> [To do]: Copy every line of the data below that contains the string "clicks". Treat uppercase and lowercase letters as distinct.
= = = = = = =
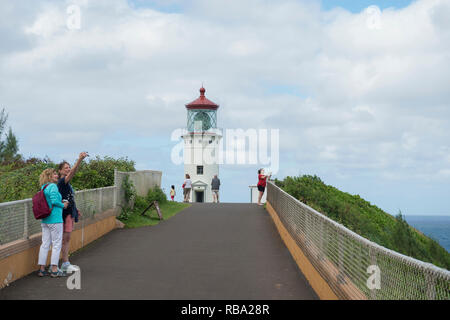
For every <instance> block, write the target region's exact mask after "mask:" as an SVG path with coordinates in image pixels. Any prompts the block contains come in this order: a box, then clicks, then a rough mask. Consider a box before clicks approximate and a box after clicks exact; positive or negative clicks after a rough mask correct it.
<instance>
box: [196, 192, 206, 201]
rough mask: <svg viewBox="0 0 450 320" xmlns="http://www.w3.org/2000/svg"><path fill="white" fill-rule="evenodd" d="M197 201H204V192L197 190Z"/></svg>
mask: <svg viewBox="0 0 450 320" xmlns="http://www.w3.org/2000/svg"><path fill="white" fill-rule="evenodd" d="M195 202H204V192H203V191H195Z"/></svg>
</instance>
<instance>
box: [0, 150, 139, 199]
mask: <svg viewBox="0 0 450 320" xmlns="http://www.w3.org/2000/svg"><path fill="white" fill-rule="evenodd" d="M47 168H55V169H57V164H56V163H55V162H53V161H51V160H50V159H48V158H45V159H38V158H30V159H28V160H18V161H15V162H13V163H3V164H1V165H0V188H1V190H0V202H7V201H14V200H21V199H26V198H31V197H32V196H33V195H34V194H35V193H36V192H37V191H38V190H39V187H40V186H39V175H40V174H41V173H42V171H43V170H44V169H47ZM114 168H117V170H119V171H135V168H134V161H131V160H128V159H127V158H119V159H114V158H112V157H105V158H103V159H102V158H100V157H98V156H97V157H96V158H94V159H92V160H87V161H83V162H82V163H81V164H80V167H79V168H78V172H77V173H76V174H75V176H74V178H73V180H72V186H73V187H74V189H75V190H84V189H94V188H101V187H108V186H112V185H114Z"/></svg>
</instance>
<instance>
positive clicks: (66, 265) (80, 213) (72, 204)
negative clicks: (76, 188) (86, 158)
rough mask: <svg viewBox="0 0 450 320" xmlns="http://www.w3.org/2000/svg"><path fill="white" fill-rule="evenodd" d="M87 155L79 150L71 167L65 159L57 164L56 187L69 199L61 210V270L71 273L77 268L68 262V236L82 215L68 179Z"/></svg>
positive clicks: (69, 246)
mask: <svg viewBox="0 0 450 320" xmlns="http://www.w3.org/2000/svg"><path fill="white" fill-rule="evenodd" d="M88 156H89V155H88V154H87V153H86V152H81V153H80V155H79V156H78V160H77V162H76V163H75V165H74V166H73V167H72V168H71V167H70V164H69V163H68V162H67V161H63V162H61V163H60V164H59V177H60V178H59V180H58V189H59V192H60V193H61V195H62V197H63V199H65V200H68V201H69V206H68V207H67V208H66V209H64V211H63V220H64V233H63V243H62V250H61V253H62V261H63V263H62V265H61V270H62V271H63V272H69V273H71V272H74V271H78V270H79V269H78V268H77V267H76V266H73V265H71V264H70V262H69V249H70V236H71V234H72V231H73V228H74V224H75V223H76V222H78V218H81V217H82V214H81V212H80V211H79V210H78V209H77V206H76V204H75V198H74V196H75V192H74V190H73V188H72V186H71V184H70V181H71V180H72V178H73V176H74V175H75V173H76V172H77V170H78V167H79V165H80V163H81V162H82V161H83V160H84V158H86V157H88Z"/></svg>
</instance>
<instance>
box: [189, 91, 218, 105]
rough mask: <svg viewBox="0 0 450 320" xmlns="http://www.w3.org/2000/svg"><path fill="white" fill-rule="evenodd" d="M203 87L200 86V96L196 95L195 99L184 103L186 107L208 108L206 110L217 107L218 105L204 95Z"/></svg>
mask: <svg viewBox="0 0 450 320" xmlns="http://www.w3.org/2000/svg"><path fill="white" fill-rule="evenodd" d="M205 91H206V90H205V88H203V87H201V88H200V97H198V98H197V99H196V100H194V101H192V102H191V103H189V104H187V105H186V108H187V109H208V110H217V108H219V105H217V104H215V103H214V102H212V101H211V100H209V99H207V98H206V97H205Z"/></svg>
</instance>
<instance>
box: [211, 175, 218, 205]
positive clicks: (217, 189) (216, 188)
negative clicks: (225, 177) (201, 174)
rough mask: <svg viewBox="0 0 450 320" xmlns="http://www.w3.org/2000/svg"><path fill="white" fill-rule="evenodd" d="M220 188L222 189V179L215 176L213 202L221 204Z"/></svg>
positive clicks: (213, 184) (213, 180)
mask: <svg viewBox="0 0 450 320" xmlns="http://www.w3.org/2000/svg"><path fill="white" fill-rule="evenodd" d="M219 188H220V179H219V178H217V174H215V175H214V178H213V179H212V181H211V191H212V193H213V202H215V203H219V202H220V201H219Z"/></svg>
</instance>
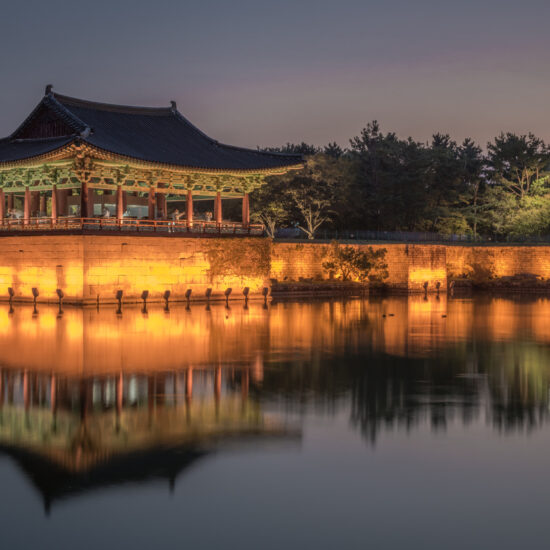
= = = = = = =
> [Task result]:
For every <instance> block, write the target region's exact mask after "mask:" as an SVG path with coordinates in image pixels. Any prompts the block contains come in this order: a box, then clicks, then a rough mask. Consider a box before clicks approximate and a box after clicks exact; positive or negative clicks after a rough mask correct it.
positive clicks: (66, 265) (80, 213) (72, 204)
negative clicks: (76, 188) (86, 158)
positive clicks: (69, 246)
positive clicks: (217, 189) (216, 188)
negative clicks: (225, 177) (201, 174)
positive clicks: (213, 184) (213, 180)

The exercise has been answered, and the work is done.